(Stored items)

┌──

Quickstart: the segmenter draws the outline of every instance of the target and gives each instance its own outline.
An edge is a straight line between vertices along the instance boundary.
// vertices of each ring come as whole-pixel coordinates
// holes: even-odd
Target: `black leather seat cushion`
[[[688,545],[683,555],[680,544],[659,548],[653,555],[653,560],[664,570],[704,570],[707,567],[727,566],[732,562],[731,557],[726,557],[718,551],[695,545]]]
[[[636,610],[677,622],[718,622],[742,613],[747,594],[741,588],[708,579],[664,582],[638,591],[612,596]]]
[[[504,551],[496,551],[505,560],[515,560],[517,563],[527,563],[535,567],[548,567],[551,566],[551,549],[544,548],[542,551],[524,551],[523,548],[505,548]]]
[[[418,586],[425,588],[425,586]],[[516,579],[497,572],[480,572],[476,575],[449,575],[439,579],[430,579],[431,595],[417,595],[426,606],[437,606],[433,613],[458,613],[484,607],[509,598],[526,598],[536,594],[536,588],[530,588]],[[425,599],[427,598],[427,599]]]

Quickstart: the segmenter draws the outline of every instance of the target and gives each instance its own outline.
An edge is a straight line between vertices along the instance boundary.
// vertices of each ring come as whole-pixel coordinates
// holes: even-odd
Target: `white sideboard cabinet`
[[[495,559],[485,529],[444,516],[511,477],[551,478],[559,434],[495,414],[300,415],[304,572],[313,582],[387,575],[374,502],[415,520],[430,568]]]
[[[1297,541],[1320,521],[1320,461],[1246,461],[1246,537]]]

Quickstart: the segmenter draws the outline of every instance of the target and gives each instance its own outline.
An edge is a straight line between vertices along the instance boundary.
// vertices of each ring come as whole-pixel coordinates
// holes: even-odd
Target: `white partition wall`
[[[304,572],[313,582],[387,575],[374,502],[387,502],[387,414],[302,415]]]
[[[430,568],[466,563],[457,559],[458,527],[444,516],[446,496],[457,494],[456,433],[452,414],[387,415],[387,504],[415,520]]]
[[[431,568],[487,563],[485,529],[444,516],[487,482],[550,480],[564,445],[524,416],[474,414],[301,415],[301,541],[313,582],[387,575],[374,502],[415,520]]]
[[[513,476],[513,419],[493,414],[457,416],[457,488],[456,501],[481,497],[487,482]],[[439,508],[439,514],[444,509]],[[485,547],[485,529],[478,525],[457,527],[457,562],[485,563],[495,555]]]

└──

Exercise requirements | Rewrite the lines above as a numbered list, leaving out the blank ones.

Answer to the exercise |
1. Quickstart: the segmenter draws the outline of every instance of the target and gives each instance its own outline.
2. An edge is a straight line between vertices along the instance boundary.
3. // vertices of each ring come as whole-pixel coordinates
4. // holes: even-odd
5. Target: `black leather seat cushion`
6. [[[688,545],[683,555],[680,544],[659,548],[653,555],[653,560],[664,570],[704,570],[707,567],[727,566],[732,562],[731,557],[726,557],[718,551],[695,545]]]
7. [[[636,610],[677,622],[718,622],[742,613],[747,594],[741,588],[708,579],[664,582],[638,591],[612,596]]]
8. [[[504,551],[496,551],[505,560],[515,560],[517,563],[527,563],[535,567],[548,567],[551,566],[551,549],[544,548],[542,551],[524,551],[523,548],[505,548]]]
9. [[[418,586],[425,588],[425,586]],[[516,579],[497,572],[480,572],[476,575],[449,575],[439,579],[430,579],[431,595],[417,595],[426,606],[437,606],[433,613],[458,613],[484,607],[509,598],[526,598],[536,594],[536,588],[530,588]],[[425,599],[427,598],[427,599]]]
10. Quickstart: the segmenter draws the outline of every instance of the target and gives each instance its own outline.
11. An edge is a straight line between vertices along the instance boundary.
12. // vertices of each ring come as whole-pixel coordinates
13. // holes: even-odd
14. Target: `white sideboard cabinet`
15. [[[495,559],[485,529],[444,516],[511,477],[551,478],[559,434],[495,414],[300,415],[304,572],[313,582],[387,575],[374,502],[415,520],[430,568]]]
16. [[[1297,541],[1320,521],[1320,461],[1246,461],[1246,537]]]
17. Quickstart: the segmenter draws the outline of every instance of the target and gives each instance its own outline.
18. An edge is a straight line between vertices along the instance boundary.
19. // vertices of each ring come as whole-pixel coordinates
20. // holes: even-odd
21. Target: `white partition wall`
22. [[[304,572],[313,582],[387,575],[374,502],[387,502],[387,414],[302,415]]]
23. [[[430,568],[466,563],[457,559],[458,527],[444,516],[446,496],[457,494],[456,433],[452,414],[387,415],[387,504],[415,520]]]
24. [[[431,568],[487,563],[485,529],[444,516],[487,482],[550,480],[564,445],[524,416],[474,414],[301,415],[301,541],[313,582],[387,575],[374,502],[415,520]]]
25. [[[513,476],[513,419],[493,414],[457,416],[457,488],[456,501],[481,497],[487,482]],[[439,508],[439,514],[444,509]],[[485,547],[485,529],[478,525],[457,527],[457,562],[485,563],[495,555]]]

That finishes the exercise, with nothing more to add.